### Enunciado da tarefa
Reproduza por inteiro, sem nenhuma alteração, o trecho abaixo sobre câmaras de arbitragem e impugnação de árbitros.

### Trecho da página
========

A CAMARB – Câmara de Mediação e Arbitragem Empresarial – Brasil
desde 2017 tem um regulamento diferenciado para administrar
arbitragens com a Administração Pública e mantem escritórios em
Belo Horizonte, São Paulo, Rio de Janeiro, Recife e Brasília.
Na questão referente à impugnação de árbitros as Câmaras de
Arbitragem instituíram formas próprias para julgar essa matéria com
a formação de Comitês Especiais compostos por árbitros, que exaram
decisões terminativas, tais como previstos nos Regulamentos da
CAM-CCBC (art. 5.3) e Câmara CIESP/FIESP (art.7.3). A London Court
of International Arbitration – LCIA – veicula as decisões exaradas nos
Comitês de Impugnação de Árbitros em seu site com a supressão do
nome do árbitro impugnado. Vale notar que não há nenhum demérito
para um árbitro ser impugnado, pois isso apenas representa que para
o caso em tela ele não possui a independência ou imparcialidade
para atuar como árbitro.

========

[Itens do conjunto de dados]
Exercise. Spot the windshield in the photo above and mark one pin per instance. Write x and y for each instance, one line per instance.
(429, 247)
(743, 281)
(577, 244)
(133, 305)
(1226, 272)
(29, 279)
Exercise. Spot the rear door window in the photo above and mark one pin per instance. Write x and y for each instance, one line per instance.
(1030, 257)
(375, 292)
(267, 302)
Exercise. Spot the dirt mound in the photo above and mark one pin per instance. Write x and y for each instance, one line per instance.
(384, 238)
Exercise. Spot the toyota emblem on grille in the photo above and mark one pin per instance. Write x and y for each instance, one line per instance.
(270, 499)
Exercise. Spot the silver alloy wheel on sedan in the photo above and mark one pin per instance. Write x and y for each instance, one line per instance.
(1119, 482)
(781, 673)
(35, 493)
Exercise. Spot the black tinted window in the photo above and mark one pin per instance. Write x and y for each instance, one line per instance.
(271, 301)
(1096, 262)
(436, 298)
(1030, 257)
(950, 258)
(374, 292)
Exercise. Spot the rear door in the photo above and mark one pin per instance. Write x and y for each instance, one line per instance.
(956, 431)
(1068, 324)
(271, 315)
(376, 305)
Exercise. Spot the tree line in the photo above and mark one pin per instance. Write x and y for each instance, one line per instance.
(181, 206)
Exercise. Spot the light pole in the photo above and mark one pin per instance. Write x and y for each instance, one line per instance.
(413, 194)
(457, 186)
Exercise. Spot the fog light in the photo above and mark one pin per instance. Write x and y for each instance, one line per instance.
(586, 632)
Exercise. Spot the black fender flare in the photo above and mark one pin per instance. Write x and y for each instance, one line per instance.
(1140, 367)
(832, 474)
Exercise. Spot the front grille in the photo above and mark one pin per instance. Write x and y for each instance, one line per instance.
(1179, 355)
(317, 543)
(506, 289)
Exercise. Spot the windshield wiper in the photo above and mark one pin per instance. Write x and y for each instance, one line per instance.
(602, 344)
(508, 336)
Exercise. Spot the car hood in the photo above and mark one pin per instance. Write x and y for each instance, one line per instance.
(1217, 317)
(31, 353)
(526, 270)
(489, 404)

========

### Solução do exercício
A CAMARB – Câmara de Mediação e Arbitragem Empresarial – Brasil
desde 2017 tem um regulamento diferenciado para administrar
arbitragens com a Administração Pública e mantem escritórios em
Belo Horizonte, São Paulo, Rio de Janeiro, Recife e Brasília.
Na questão referente à impugnação de árbitros as Câmaras de
Arbitragem instituíram formas próprias para julgar essa matéria com
a formação de Comitês Especiais compostos por árbitros, que exaram
decisões terminativas, tais como previstos nos Regulamentos da
CAM-CCBC (art. 5.3) e Câmara CIESP/FIESP (art.7.3). A London Court
of International Arbitration – LCIA – veicula as decisões exaradas nos
Comitês de Impugnação de Árbitros em seu site com a supressão do
nome do árbitro impugnado. Vale notar que não há nenhum demérito
para um árbitro ser impugnado, pois isso apenas representa que para
o caso em tela ele não possui a independência ou imparcialidade
para atuar como árbitro.